• [THE REQUEST]: Reproduce every line of each record below word for word, without changing anything.

• [AVAILABLE RECORDS]:
————

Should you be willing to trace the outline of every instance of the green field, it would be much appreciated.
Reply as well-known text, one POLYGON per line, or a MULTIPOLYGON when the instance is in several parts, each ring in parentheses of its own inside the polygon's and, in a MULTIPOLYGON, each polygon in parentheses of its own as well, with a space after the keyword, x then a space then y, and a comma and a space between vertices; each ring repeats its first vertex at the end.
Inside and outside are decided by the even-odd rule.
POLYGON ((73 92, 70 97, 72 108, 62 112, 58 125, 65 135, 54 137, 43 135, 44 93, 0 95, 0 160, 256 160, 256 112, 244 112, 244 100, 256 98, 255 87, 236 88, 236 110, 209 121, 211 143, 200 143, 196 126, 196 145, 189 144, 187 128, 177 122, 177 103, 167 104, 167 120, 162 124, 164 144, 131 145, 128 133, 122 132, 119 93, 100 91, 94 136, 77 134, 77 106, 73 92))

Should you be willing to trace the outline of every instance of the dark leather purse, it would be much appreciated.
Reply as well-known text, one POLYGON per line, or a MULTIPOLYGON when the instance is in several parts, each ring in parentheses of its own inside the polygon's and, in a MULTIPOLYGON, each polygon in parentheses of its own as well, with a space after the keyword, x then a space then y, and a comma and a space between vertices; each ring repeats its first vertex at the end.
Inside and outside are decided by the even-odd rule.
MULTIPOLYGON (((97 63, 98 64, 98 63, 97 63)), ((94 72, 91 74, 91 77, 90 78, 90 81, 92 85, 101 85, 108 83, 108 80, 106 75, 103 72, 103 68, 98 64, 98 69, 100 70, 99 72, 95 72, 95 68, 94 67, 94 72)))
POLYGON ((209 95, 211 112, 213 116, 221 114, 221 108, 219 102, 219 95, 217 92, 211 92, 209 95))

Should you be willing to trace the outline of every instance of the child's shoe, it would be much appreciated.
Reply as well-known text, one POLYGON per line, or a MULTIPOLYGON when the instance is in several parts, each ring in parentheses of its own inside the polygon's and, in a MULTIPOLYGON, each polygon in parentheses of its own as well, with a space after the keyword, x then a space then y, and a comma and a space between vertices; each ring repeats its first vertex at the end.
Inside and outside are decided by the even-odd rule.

————

• [SOLUTION FOR THIS PROBLEM]:
Should you be willing to trace the outline of every instance of the green field, it would be much appreciated.
Reply as well-known text, one POLYGON per line, or a MULTIPOLYGON when the instance is in several parts, each ring in parentheses of its own inside the polygon's and, in a MULTIPOLYGON, each polygon in parentheses of its own as well, with a space after the keyword, x then a space then y, and a comma and a space between vertices; each ring repeats its first vertex at the end.
Inside and outside are decided by the even-odd rule.
POLYGON ((73 92, 70 97, 72 108, 62 112, 58 125, 65 135, 54 137, 43 135, 44 93, 0 95, 0 160, 256 160, 256 112, 244 112, 244 100, 256 98, 255 87, 236 88, 236 110, 209 121, 211 143, 200 143, 196 126, 196 145, 189 144, 187 128, 177 122, 177 103, 167 104, 167 120, 162 124, 164 144, 131 145, 128 133, 122 132, 119 93, 100 91, 94 136, 77 134, 77 106, 73 92))

Should you be willing to trace the outline of every instance of the dark leather purse, it would be much appreciated.
Reply as well-known text, one POLYGON per line, or a MULTIPOLYGON when the instance is in several parts, each ring in parentheses of its own inside the polygon's and, in a MULTIPOLYGON, each polygon in parentheses of its own as well, with a space after the keyword, x then a space then y, and a comma and a space between vertices; each ring repeats its first vertex at the end.
Inside and outside are decided by the even-odd rule.
MULTIPOLYGON (((97 63, 98 64, 98 63, 97 63)), ((94 72, 91 74, 91 77, 90 78, 90 81, 92 85, 101 85, 108 83, 108 80, 106 75, 103 72, 103 68, 98 64, 98 69, 100 70, 99 72, 95 72, 95 68, 94 67, 94 72)))
POLYGON ((209 95, 211 112, 213 116, 221 114, 221 108, 219 102, 219 95, 217 92, 211 92, 209 95))

Should you be willing to trace the outline of every instance of the child's shoe, it would be much appreciated.
Reply as well-known text, one POLYGON per line, or a MULTIPOLYGON when the instance is in several parts, each ring in parentheses of its own inside the polygon's and, in a MULTIPOLYGON, each polygon in parentheses of its own as well, with a space after the keyword, x then a space then y, and a comma and a space between vertices; each ring repeats its first vertex at the end.
Inside and outside are decided by the even-odd rule.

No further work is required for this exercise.